§ Travail demandé:
D'après l'extrait sur la typologie de Douglas Biber, pour quelle raison l'entreprise typologique de Biber présente-t-elle un intérêt ? Répondez en une à trois phrases.

§ Extrait de page:
------------------------------

1.  Entre une démarche inductive et une démarche déductive

L'entreprise typologique de Douglas Biber, qui peut être qualifiée de pionnière, nous intéresse car elle s'inscrit dans la logique d'une linguistique de corpus et tend à faire apparaître des traits discriminants entre individus au sein de corpus de textes. L'optique retenue par Biber consiste à faire émerger des types de textes grâce à un traitement statistique de textes étiquetés ; son travail a porté sur les cooccurrences entre 67 traits linguistiques dans les 1000 premiers mots de 481 textes d'anglais contemporain écrit et oral. Ces textes relèvent de genres divers : articles de recherche, reportages, conversations, nouvelles radiophoniques, etc. Les traits étudiés sont identifiés automatiquement et renvoient  à seize catégories distinctes qui sont les marqueurs de temps et d'aspect, les adverbes et locutions adverbiales de temps et de lieu, les pronoms et proverbes, questions, passifs, modaux, coordination, négation, etc.

------------------------------

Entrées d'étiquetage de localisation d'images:
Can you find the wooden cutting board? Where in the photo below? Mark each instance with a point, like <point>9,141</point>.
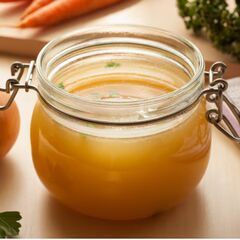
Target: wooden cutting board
<point>155,13</point>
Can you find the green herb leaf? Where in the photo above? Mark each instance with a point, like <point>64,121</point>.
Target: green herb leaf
<point>9,225</point>
<point>215,20</point>
<point>60,85</point>
<point>112,64</point>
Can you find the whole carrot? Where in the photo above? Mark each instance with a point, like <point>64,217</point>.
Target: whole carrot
<point>34,6</point>
<point>60,10</point>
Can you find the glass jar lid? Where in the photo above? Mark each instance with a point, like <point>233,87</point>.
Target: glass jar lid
<point>120,52</point>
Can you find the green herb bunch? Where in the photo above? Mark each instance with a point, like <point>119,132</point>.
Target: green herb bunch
<point>214,18</point>
<point>9,225</point>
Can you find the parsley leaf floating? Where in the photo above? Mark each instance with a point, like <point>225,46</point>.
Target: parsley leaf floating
<point>112,64</point>
<point>9,225</point>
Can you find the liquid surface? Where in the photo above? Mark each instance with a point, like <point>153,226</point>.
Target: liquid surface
<point>116,89</point>
<point>120,178</point>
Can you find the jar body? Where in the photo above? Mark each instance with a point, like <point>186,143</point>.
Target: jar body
<point>120,178</point>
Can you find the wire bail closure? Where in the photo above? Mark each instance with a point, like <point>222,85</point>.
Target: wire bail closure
<point>226,116</point>
<point>13,84</point>
<point>218,116</point>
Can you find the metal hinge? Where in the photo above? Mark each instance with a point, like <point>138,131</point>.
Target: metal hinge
<point>225,116</point>
<point>13,84</point>
<point>229,126</point>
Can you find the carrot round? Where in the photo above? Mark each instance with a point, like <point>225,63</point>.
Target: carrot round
<point>60,10</point>
<point>34,6</point>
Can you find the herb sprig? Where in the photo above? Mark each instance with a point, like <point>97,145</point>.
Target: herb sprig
<point>9,225</point>
<point>213,18</point>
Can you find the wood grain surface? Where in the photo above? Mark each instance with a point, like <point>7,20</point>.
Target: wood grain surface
<point>212,210</point>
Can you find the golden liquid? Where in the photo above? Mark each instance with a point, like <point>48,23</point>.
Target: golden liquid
<point>120,178</point>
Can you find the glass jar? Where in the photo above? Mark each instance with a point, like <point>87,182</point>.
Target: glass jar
<point>117,156</point>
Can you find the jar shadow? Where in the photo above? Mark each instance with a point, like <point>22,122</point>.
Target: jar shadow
<point>8,179</point>
<point>186,220</point>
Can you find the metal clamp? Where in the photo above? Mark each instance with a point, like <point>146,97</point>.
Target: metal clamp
<point>225,117</point>
<point>13,84</point>
<point>214,94</point>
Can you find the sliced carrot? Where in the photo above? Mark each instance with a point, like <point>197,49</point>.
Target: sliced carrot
<point>34,6</point>
<point>60,10</point>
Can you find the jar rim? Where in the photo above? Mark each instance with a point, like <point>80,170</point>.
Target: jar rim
<point>104,28</point>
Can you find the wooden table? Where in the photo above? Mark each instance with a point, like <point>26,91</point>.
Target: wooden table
<point>212,210</point>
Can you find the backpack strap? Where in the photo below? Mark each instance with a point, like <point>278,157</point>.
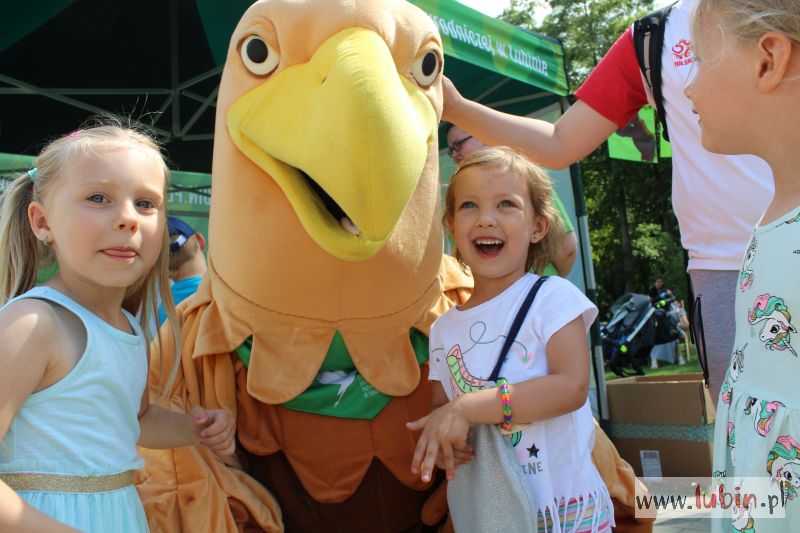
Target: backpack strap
<point>518,320</point>
<point>648,41</point>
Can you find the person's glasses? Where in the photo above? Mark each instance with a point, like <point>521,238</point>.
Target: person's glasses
<point>456,146</point>
<point>696,329</point>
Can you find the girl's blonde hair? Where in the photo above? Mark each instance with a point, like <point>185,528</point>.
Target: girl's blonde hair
<point>748,20</point>
<point>540,190</point>
<point>22,255</point>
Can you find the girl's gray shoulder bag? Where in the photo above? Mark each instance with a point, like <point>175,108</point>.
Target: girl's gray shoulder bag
<point>490,492</point>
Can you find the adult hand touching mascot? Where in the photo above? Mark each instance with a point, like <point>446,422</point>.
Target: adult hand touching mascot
<point>325,274</point>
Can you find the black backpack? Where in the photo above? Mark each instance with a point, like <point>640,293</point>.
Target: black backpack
<point>648,40</point>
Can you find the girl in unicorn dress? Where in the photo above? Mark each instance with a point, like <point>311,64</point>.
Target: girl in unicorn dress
<point>749,61</point>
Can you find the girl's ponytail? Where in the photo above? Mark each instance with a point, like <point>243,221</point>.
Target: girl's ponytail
<point>20,251</point>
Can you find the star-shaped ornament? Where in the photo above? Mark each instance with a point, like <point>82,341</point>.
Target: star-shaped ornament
<point>533,451</point>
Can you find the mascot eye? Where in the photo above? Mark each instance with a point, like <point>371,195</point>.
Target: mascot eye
<point>259,57</point>
<point>426,68</point>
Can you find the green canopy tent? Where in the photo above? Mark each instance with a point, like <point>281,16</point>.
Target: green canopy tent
<point>65,60</point>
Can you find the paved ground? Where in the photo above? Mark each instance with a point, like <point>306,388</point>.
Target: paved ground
<point>674,522</point>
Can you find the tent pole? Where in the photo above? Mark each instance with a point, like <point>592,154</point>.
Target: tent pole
<point>598,366</point>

------------------------------

§ Corrigé:
Elle présente un intérêt parce qu'elle s'inscrit dans la logique d'une linguistique de corpus. Elle tend en outre à faire apparaître des traits discriminants entre individus au sein de corpus de textes.